What to work on: Copy out all the records below, changing each "match analytics" to "sports footage" and keeping every other character the same.

Data for processing:

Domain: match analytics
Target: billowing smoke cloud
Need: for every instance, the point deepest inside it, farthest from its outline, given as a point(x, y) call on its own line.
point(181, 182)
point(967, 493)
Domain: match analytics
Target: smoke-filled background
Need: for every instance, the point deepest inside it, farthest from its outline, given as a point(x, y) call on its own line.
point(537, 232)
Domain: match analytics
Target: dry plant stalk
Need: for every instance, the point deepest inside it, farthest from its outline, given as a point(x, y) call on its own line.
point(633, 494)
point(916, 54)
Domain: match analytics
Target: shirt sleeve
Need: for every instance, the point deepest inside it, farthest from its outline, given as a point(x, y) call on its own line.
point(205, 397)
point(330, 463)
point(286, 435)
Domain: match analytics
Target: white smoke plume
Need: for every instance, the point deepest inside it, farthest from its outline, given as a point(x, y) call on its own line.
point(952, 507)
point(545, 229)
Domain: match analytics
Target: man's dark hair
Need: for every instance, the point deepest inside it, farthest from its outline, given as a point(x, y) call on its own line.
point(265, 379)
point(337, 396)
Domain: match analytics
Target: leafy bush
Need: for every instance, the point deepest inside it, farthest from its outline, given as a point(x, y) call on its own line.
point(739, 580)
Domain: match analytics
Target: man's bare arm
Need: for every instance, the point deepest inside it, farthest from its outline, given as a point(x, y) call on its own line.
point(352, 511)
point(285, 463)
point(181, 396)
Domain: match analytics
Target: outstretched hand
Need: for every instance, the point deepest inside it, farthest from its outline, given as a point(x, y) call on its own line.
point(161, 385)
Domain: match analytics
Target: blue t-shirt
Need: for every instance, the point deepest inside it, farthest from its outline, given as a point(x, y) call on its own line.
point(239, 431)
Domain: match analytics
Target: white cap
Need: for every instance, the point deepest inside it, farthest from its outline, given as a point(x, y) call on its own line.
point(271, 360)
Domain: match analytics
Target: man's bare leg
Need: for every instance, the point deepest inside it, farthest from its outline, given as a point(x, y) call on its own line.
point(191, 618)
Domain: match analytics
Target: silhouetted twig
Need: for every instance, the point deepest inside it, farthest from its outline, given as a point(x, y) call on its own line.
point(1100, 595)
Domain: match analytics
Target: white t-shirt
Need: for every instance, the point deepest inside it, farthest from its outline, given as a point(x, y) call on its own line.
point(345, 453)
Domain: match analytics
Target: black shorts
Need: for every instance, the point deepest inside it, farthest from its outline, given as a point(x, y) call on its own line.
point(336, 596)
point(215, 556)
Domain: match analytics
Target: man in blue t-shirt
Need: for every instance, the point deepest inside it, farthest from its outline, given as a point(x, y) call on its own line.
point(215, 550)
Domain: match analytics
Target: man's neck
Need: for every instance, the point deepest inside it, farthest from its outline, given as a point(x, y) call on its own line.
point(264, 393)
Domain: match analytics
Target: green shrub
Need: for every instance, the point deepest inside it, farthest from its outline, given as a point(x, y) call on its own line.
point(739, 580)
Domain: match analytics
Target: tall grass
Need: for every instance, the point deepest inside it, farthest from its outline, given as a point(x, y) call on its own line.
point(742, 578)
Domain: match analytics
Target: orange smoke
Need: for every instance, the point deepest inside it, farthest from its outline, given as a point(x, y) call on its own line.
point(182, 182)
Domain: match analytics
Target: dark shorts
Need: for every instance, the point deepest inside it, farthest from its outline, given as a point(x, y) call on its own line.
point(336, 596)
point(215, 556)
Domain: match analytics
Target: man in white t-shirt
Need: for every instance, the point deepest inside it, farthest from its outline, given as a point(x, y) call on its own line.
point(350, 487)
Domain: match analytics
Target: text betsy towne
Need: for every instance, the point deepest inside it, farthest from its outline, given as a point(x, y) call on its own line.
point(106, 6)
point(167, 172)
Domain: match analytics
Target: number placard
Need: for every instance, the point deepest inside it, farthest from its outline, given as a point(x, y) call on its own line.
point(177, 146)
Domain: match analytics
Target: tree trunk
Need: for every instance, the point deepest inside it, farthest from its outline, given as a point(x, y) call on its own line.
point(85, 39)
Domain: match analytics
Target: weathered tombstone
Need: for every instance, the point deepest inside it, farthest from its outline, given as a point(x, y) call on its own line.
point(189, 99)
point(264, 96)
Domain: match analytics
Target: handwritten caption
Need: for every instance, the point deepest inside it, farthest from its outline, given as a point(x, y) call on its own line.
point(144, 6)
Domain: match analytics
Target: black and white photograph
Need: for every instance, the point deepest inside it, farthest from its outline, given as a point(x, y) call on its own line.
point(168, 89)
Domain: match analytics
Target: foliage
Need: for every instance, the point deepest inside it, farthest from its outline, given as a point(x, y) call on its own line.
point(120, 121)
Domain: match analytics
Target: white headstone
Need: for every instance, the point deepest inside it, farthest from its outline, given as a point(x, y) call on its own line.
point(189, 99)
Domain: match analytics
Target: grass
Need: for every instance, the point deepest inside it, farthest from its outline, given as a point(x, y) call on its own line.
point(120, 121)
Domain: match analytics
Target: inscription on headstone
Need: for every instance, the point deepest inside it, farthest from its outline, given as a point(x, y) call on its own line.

The solution:
Domain: sports footage
Target: billowing smoke cloud
Need: for every instance, the point deepest inside it, farthest from its outline, given as a point(x, y) call on its own line.
point(181, 182)
point(967, 493)
Domain: sports footage
Target: smoke-filled background
Need: for every instance, the point deepest inside it, farthest from its outline, given as a point(x, y) call on its own line.
point(537, 232)
Domain: sports footage
Target: dry plant stalk
Need: for every instance, the point deepest inside it, farthest from its outline, given as a point(x, y) call on its own line.
point(633, 494)
point(916, 54)
Domain: sports footage
Target: shirt sleeve
Need: for every instance, the point deepest inside it, farthest from its outline, given as a point(x, y) call on its own line.
point(205, 397)
point(330, 463)
point(286, 435)
Domain: sports footage
Target: white smoke plume
Need: for every instance, the point deepest inside it, farthest from its outline, given as a point(x, y) call on its own line.
point(952, 507)
point(545, 229)
Domain: sports footage
Target: man's dark hair
Need: for every instance, the point deepest inside it, farthest from its outline, given as a point(x, y) call on its own line.
point(265, 379)
point(337, 396)
Domain: sports footage
Target: leafy bush
Need: for every instance, the point deepest inside it, farthest from its outline, given as a point(x, y) call on its own line.
point(739, 580)
Domain: sports footage
Target: man's bare arm
Need: for every instance, the point deepest inside it, farthest from its outline, given as a point(x, y) call on its own line.
point(352, 511)
point(285, 463)
point(181, 396)
Domain: sports footage
Target: outstretched hand
Need: for every instance, the point deepest inside it, farthest from its outline, given as a point(x, y) call on its own line.
point(161, 385)
Domain: sports footage
Target: blue t-shirt
Need: for every instance, the point deepest inside it, farthest from its outline, given as a point(x, y) call on its own line.
point(239, 431)
Domain: sports footage
Target: white cap
Need: for every instance, the point deepest inside it, farthest from its outline, given as a point(x, y) call on its own line.
point(271, 360)
Domain: sports footage
Target: man's bare leg
Need: for every instance, the point deepest inside it, farthest from its outline, given as a point(x, y) call on its own line.
point(191, 618)
Domain: sports footage
Target: silhouetted twig
Need: for every instance, the point deepest inside it, farthest from its outline, given as a point(x, y) call on its own line.
point(1100, 595)
Domain: sports footage
Target: white t-shirt
Need: for every instance, the point deepest inside it, farthest from its outline, given as a point(x, y) call on its own line.
point(345, 453)
Domain: sports footage
Target: black shorts
Need: for every instance, the point deepest inside it, farthest from its outline, given as a point(x, y) call on its own line.
point(336, 596)
point(215, 556)
Domain: sports footage
Target: man in blue t-shirt
Need: for every instance, the point deepest inside it, farthest from its outline, given as a point(x, y) call on its own line.
point(215, 550)
Domain: sports footage
Target: man's neck
Need: for every instance, the point deepest inside it, farthest from its outline, given as a point(x, y) call on its own line.
point(264, 393)
Domain: sports footage
Target: green shrub
Need: for every instance, the point deepest inside it, farthest from its outline, given as a point(x, y) call on its own line.
point(739, 580)
Domain: sports footage
Target: tall grass
Need: for every instance, the point deepest inside it, farthest from its outline, given as a point(x, y) call on its own line.
point(742, 578)
Domain: sports footage
Target: orange smoke
Need: for every instance, the point deepest inside it, farthest from its outline, given as a point(x, y) call on its own line.
point(182, 182)
Domain: sports footage
Target: dark shorts
Need: for every instance, the point deepest inside it, farthest from its outline, given as a point(x, y) call on its own line.
point(336, 596)
point(215, 556)
Domain: sports footage
Target: man in white t-shirt
Need: for every instance, the point deepest inside it, farthest from its outline, given as a point(x, y) call on its own line.
point(350, 487)
Domain: sports footage
Target: text betsy towne
Need: for every instance, the point deepest inside it, farthest from its outline, given as a point(x, y) call on its own line.
point(106, 6)
point(167, 172)
Domain: sports footage
Target: number placard
Need: for every instance, the point deepest inside it, farthest from its outline, given as a point(x, y) call on its own line.
point(177, 146)
Domain: sports footage
Target: tree trunk
Need: for every instance, the point deepest inside it, farthest from its outline, given as a point(x, y) call on its own line.
point(85, 39)
Domain: sports footage
Target: weathered tombstone
Need: for every instance, the point deepest inside it, farthest from its outline, given as a point(x, y) call on its own line.
point(189, 99)
point(264, 96)
Domain: sports footage
Target: handwritten caption
Need: for every instance, the point deepest inside it, farthest from its outline, given as a point(x, y) call on its own line.
point(144, 6)
Domain: sports footage
Target: black and white photograph
Need: for every instance, the point deepest inside it, farthest from its outline, given as a point(x, y) call on its own line.
point(168, 89)
Domain: sports footage
Target: foliage
Need: for every instance, the point deepest inside it, farthest from its outline, given as a point(x, y) call on its own line.
point(120, 121)
Domain: sports footage
Target: white headstone
Need: for every instance, the point deepest inside it, farthest from its outline, given as a point(x, y) call on its own line.
point(189, 99)
Domain: sports footage
Target: grass
Need: for every instance, the point deepest inside it, farthest from its outline, given as a point(x, y) call on its own line.
point(120, 121)
Domain: sports footage
Target: inscription on headstone
Need: for every instance, the point deepest inside it, farthest from its outline, given as a point(x, y) call on its own line.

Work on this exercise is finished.